REQUIREMENTS: Please locate each line in the items below that contains the word "leaf", and copy those lines out in full.

(Dataset rows on where objects appear)
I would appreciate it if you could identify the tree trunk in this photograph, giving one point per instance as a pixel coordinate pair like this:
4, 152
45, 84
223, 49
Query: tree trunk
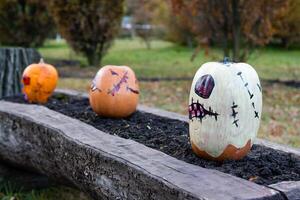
12, 63
94, 59
226, 36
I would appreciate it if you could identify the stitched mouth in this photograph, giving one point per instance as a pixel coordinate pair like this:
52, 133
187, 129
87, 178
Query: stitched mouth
198, 111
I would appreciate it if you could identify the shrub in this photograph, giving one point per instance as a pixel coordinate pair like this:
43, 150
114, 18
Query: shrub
24, 23
88, 26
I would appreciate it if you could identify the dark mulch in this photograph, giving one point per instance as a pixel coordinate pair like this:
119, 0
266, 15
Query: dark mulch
262, 165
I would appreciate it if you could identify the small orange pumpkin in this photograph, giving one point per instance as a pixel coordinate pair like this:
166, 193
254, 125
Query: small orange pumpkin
39, 81
114, 92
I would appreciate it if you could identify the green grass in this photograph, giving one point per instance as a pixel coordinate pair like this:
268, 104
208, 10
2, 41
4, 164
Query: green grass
281, 106
10, 191
166, 59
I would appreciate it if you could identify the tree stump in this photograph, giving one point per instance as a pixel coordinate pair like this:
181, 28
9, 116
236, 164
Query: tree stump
12, 63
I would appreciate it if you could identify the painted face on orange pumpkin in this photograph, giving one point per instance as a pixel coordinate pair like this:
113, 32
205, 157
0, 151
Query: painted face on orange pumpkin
39, 81
114, 91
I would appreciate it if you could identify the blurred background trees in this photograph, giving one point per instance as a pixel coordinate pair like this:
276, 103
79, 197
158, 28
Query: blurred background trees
88, 26
235, 25
287, 29
24, 23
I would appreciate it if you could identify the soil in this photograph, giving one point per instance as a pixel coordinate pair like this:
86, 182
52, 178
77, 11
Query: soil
262, 165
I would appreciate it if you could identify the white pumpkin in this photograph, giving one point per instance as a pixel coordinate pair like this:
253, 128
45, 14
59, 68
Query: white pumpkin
225, 107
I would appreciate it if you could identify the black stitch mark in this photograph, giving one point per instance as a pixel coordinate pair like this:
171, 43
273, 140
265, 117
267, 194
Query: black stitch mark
240, 75
251, 95
204, 86
132, 90
197, 110
235, 122
94, 87
117, 87
259, 87
234, 113
246, 85
113, 72
256, 114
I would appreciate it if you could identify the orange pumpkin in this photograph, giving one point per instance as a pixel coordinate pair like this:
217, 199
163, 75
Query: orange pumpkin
114, 92
39, 82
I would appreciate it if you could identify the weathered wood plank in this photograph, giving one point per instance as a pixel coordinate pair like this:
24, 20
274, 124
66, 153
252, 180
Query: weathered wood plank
12, 63
108, 166
291, 189
176, 116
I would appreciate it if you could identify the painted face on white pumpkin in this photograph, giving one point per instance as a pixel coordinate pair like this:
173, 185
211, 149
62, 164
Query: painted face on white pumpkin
225, 107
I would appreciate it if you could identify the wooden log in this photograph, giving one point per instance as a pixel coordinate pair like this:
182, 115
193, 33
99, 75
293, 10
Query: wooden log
12, 63
23, 179
107, 166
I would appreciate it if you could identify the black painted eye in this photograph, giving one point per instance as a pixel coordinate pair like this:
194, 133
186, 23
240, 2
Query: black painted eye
204, 86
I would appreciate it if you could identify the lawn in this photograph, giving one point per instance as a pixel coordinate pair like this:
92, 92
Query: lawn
281, 104
166, 59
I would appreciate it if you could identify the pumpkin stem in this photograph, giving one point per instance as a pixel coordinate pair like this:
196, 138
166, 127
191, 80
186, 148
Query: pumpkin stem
42, 61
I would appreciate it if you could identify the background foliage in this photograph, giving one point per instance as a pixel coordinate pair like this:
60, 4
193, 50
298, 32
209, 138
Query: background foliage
88, 26
24, 23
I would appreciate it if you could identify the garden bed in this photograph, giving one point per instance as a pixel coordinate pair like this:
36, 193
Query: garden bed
108, 166
262, 165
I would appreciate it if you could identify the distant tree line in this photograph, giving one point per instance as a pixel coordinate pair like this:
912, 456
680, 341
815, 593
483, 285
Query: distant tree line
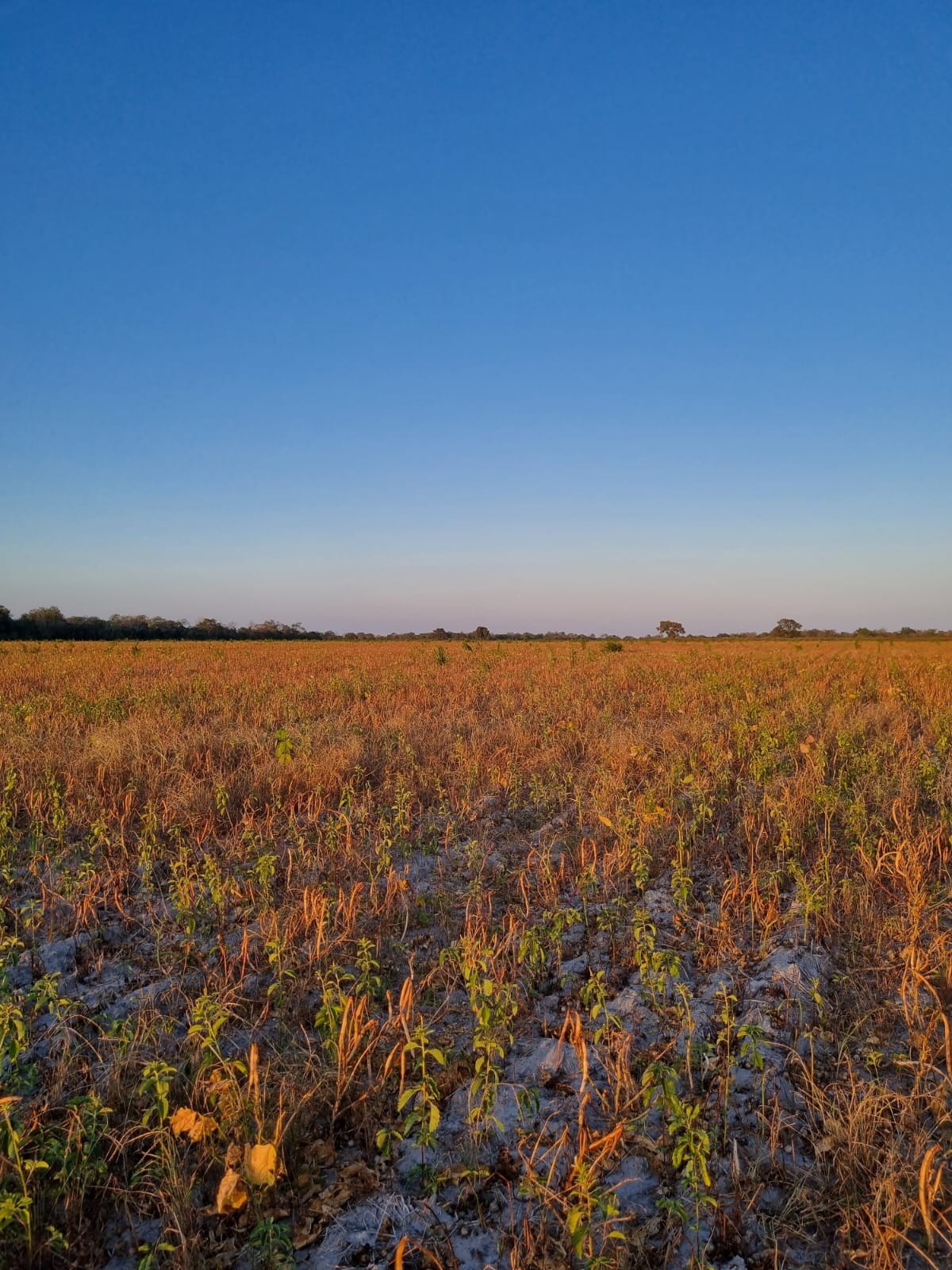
50, 622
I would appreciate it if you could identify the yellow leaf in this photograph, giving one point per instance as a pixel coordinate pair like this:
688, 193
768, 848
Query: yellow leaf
183, 1121
232, 1193
260, 1165
196, 1126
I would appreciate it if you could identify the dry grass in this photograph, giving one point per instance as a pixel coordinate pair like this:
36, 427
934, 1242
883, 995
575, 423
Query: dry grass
543, 954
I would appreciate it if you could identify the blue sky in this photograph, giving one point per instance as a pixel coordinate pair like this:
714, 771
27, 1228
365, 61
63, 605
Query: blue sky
533, 315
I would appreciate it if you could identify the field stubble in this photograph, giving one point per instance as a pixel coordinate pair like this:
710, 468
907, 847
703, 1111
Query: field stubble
492, 956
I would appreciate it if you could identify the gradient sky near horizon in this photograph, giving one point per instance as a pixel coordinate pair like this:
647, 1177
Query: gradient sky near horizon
537, 315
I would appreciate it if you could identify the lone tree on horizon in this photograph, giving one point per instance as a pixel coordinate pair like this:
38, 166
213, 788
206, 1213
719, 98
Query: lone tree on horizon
787, 626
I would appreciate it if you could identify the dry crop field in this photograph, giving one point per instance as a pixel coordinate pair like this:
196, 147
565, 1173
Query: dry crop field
497, 956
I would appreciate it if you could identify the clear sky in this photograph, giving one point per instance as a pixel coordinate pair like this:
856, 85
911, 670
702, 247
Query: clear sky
537, 315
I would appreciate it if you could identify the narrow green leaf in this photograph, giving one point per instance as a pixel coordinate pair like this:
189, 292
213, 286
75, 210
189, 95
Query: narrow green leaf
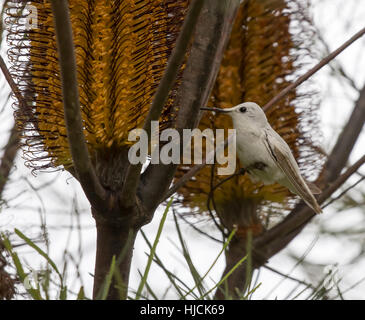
153, 250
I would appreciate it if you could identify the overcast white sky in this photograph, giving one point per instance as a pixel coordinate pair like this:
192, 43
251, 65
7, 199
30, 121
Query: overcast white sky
338, 20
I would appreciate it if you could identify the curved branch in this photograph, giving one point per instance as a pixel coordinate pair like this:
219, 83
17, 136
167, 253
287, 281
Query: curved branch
84, 169
312, 71
279, 236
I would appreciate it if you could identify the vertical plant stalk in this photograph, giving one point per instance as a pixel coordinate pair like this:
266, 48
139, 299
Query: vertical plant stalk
113, 240
210, 38
12, 146
84, 170
169, 77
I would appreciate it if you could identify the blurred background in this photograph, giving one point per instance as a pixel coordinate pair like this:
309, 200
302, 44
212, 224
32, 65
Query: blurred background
50, 208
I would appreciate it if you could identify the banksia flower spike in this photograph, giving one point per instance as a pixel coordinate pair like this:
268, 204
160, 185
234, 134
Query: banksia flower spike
121, 48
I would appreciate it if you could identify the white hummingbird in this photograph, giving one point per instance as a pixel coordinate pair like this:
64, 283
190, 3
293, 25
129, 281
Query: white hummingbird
265, 155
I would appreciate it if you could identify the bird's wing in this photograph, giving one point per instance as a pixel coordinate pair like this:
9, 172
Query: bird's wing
281, 154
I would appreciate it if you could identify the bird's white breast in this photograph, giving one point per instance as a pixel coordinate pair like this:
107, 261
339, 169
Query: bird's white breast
251, 150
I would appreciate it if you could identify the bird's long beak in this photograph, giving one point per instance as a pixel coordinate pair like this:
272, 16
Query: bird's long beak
216, 109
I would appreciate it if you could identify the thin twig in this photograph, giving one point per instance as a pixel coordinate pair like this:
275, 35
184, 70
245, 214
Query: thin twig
84, 169
312, 71
194, 170
343, 192
277, 237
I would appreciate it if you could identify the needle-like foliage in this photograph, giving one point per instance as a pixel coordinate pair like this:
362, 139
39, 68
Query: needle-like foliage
262, 57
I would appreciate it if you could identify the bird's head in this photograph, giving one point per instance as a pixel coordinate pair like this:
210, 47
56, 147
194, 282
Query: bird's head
247, 113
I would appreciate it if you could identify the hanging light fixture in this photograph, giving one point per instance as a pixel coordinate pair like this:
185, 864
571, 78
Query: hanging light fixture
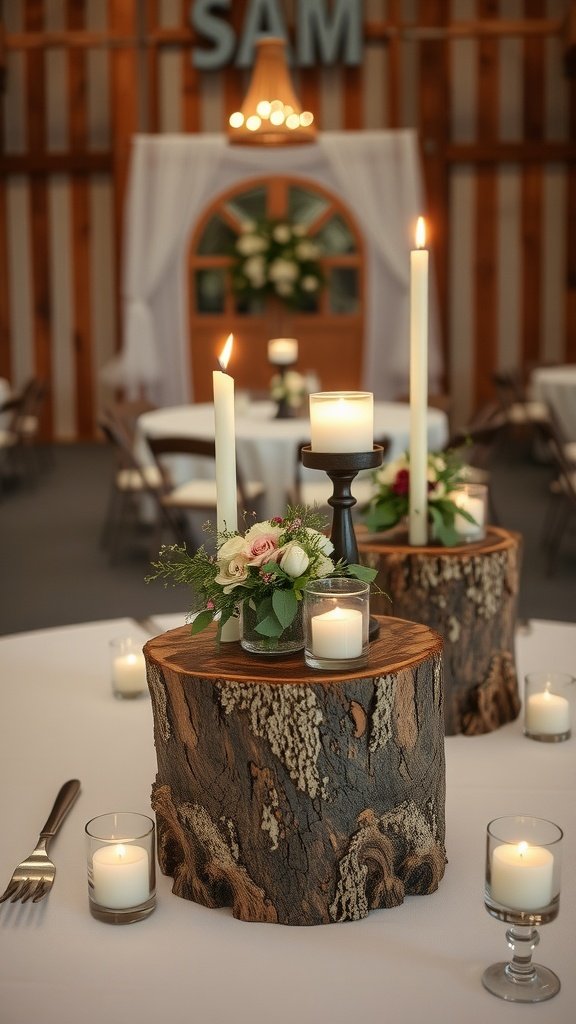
271, 114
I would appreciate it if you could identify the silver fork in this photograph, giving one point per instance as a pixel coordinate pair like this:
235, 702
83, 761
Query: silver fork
34, 878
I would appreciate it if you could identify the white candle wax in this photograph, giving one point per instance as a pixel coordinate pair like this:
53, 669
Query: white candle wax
283, 351
341, 421
418, 503
120, 876
337, 633
224, 433
547, 714
522, 876
475, 507
128, 672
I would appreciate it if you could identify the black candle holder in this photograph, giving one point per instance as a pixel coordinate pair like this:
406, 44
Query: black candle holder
284, 410
342, 467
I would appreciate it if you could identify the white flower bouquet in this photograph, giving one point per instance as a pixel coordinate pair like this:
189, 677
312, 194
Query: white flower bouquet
274, 257
389, 503
268, 566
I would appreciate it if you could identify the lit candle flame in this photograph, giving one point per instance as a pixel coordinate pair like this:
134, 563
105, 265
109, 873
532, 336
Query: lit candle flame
420, 232
225, 352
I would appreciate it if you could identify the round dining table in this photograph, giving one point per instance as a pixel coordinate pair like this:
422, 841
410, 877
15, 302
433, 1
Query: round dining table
421, 961
266, 445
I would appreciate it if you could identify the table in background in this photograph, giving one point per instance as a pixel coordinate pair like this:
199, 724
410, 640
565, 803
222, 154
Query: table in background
266, 446
421, 961
557, 387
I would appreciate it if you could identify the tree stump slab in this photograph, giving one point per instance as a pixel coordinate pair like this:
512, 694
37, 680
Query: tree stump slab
469, 595
293, 796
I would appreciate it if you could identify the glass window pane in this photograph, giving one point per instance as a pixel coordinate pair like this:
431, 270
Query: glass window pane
250, 205
342, 290
250, 305
210, 291
335, 238
304, 206
216, 238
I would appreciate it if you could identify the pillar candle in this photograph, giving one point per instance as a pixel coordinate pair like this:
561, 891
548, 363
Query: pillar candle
129, 674
418, 505
224, 433
121, 876
283, 351
341, 421
522, 876
476, 508
547, 714
337, 634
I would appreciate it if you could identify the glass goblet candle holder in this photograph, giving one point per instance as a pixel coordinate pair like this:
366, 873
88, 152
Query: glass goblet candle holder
523, 870
547, 706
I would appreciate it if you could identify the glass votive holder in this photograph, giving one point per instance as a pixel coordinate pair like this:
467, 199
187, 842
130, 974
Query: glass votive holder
471, 500
121, 860
522, 888
127, 668
341, 421
547, 713
336, 615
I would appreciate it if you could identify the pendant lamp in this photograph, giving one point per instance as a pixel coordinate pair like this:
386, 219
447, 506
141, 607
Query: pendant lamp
271, 114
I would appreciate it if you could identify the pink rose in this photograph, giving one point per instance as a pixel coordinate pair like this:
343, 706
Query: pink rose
261, 543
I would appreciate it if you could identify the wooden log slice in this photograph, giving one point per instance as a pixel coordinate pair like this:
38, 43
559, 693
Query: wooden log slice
294, 796
469, 595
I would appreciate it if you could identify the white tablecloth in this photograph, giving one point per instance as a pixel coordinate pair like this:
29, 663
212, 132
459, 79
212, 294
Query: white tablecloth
418, 962
557, 387
266, 448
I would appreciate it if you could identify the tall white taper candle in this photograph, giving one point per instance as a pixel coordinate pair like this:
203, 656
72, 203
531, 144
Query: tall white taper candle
224, 434
418, 505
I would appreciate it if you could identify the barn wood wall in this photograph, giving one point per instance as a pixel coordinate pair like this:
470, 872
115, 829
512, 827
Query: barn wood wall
482, 81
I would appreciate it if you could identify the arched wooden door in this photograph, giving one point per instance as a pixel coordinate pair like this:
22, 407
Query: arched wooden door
330, 331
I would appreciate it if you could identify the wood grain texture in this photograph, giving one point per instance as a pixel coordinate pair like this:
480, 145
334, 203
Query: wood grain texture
469, 595
299, 797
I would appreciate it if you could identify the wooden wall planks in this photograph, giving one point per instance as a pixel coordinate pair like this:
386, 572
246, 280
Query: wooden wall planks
481, 80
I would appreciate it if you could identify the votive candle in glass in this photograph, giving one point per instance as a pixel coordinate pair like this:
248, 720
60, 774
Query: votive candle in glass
472, 499
336, 613
341, 421
128, 668
121, 866
547, 706
523, 868
283, 351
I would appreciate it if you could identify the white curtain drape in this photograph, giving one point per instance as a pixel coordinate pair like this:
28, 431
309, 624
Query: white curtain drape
172, 179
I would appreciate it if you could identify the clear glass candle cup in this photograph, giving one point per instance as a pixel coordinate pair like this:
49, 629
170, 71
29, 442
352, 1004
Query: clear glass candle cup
523, 875
472, 499
547, 706
336, 615
121, 862
127, 668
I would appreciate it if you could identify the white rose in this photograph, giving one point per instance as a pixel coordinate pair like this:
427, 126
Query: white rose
249, 245
294, 561
306, 250
324, 543
282, 233
284, 288
254, 270
283, 269
324, 566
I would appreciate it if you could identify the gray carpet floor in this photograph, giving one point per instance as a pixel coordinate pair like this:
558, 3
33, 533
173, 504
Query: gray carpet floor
54, 570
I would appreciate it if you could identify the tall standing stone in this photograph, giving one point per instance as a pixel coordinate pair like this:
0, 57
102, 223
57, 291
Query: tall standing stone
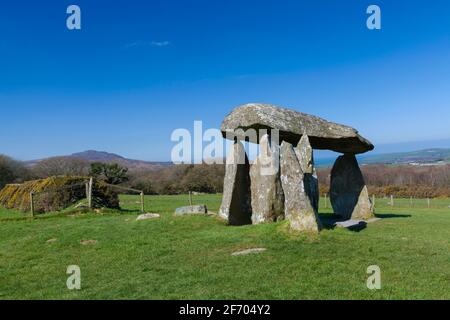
348, 191
266, 190
236, 201
305, 155
298, 208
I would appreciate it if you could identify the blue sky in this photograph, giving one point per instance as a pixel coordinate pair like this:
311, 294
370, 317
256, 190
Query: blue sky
138, 70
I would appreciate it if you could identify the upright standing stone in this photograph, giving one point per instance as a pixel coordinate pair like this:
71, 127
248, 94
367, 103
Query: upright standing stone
305, 155
298, 208
266, 190
348, 191
236, 202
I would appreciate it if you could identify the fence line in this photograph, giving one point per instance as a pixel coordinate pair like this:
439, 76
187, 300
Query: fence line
397, 202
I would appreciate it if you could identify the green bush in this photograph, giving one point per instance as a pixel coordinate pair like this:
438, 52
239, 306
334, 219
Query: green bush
56, 193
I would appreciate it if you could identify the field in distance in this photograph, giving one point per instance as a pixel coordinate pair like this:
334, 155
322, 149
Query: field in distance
190, 257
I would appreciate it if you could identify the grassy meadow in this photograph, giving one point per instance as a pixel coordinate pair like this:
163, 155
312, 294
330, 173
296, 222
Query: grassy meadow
190, 257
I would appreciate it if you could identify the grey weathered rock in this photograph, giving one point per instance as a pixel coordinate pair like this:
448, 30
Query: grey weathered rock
292, 125
266, 190
236, 201
148, 216
298, 208
305, 156
348, 192
197, 209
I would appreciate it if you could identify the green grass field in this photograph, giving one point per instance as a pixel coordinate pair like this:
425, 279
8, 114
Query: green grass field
190, 257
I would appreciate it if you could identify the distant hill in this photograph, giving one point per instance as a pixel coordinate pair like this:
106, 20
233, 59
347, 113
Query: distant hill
106, 157
432, 156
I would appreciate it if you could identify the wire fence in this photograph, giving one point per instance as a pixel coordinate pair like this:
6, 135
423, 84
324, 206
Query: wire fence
77, 190
393, 202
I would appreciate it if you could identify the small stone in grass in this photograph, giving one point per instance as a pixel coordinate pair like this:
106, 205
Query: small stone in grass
148, 216
249, 251
87, 242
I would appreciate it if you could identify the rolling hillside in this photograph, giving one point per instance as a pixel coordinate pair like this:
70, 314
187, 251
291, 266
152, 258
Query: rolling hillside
101, 156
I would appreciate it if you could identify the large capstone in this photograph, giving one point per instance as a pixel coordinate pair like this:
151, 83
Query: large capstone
236, 201
291, 125
305, 155
348, 191
298, 208
266, 190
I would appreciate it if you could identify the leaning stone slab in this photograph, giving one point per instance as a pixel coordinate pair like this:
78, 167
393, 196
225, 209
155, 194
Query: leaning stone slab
298, 208
198, 209
248, 251
266, 190
348, 192
148, 216
292, 125
236, 201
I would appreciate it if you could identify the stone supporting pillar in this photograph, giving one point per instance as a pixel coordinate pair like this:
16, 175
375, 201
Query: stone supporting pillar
236, 201
298, 207
348, 192
266, 190
305, 155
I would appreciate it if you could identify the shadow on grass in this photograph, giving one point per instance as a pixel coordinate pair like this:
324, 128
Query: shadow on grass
329, 221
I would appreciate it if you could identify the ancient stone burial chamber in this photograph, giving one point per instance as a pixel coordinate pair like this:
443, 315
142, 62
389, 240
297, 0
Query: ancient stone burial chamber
282, 182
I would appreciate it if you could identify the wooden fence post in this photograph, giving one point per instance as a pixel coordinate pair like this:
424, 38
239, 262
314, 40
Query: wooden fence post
87, 190
142, 202
32, 204
91, 184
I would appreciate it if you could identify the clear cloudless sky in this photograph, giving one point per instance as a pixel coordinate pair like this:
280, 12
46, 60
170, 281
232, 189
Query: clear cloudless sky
137, 70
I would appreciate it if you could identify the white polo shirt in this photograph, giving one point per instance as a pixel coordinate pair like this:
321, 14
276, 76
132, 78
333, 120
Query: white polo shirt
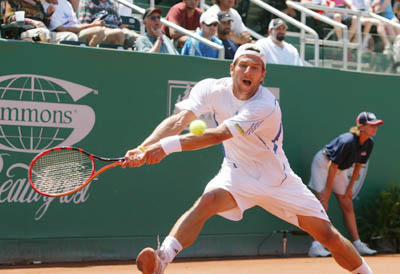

SOLUTION BELOW:
I would appreciate it if you could identify the yellow leaf in this photograph, giving one point per instance as a pixel coordinate pair like this:
Query: yellow leaf
I would appreciate it if you could identify the narrow green leaf in this photograph, giving one point per instance as a pixel coordinate pair like this:
Query: narrow green leaf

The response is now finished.